_Exercise material_
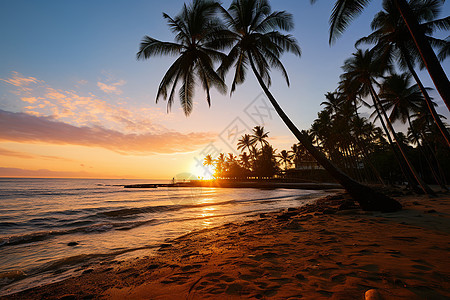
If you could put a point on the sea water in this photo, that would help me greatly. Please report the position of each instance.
(50, 228)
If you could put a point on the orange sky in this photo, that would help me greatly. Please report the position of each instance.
(70, 133)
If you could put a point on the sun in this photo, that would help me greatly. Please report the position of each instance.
(202, 172)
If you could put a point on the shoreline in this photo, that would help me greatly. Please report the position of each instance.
(330, 249)
(257, 184)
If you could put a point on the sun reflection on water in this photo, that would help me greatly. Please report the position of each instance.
(206, 214)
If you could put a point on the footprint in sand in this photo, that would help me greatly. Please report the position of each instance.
(421, 267)
(370, 268)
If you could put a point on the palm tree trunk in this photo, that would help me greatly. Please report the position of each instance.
(430, 165)
(367, 198)
(399, 159)
(428, 101)
(434, 157)
(429, 58)
(362, 147)
(419, 180)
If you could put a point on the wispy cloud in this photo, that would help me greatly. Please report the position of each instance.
(23, 155)
(85, 109)
(22, 127)
(112, 88)
(19, 80)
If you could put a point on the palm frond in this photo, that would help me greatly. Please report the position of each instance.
(276, 20)
(150, 47)
(344, 11)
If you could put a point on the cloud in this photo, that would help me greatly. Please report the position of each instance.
(18, 80)
(6, 152)
(111, 88)
(17, 172)
(26, 128)
(84, 109)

_What to produce_
All lines from the one that holds "If you could put a point on the sun reflection" to the end of the entries above must be transcribed exactly, both ends included, and no others.

_Written response_
If you could put a point on the sun reflection on water in this photo, that would help me greatly. Please report the position of each instance.
(206, 214)
If you could put a point on the footprint in sand in this photo, that would help me greatly. Please report the position of each instance.
(421, 267)
(370, 268)
If you could put a point on the palm tree trunk in this photo, that would help me greatly. Please report the position of each instance.
(430, 165)
(367, 198)
(399, 159)
(428, 101)
(434, 157)
(429, 58)
(362, 147)
(419, 180)
If you could put a point on the wispy cloud in this photo, that would help me greatly. Please report the position of each instance.
(23, 155)
(85, 109)
(22, 127)
(112, 88)
(19, 80)
If you could put a point on the palm frond in this photo, that would help me greatly. Please report the position of each instance.
(276, 20)
(150, 47)
(344, 11)
If you could put a point on the cloud in this photo, that would help me greatly. Please report the position of each instance.
(18, 80)
(6, 152)
(111, 88)
(17, 172)
(26, 128)
(84, 109)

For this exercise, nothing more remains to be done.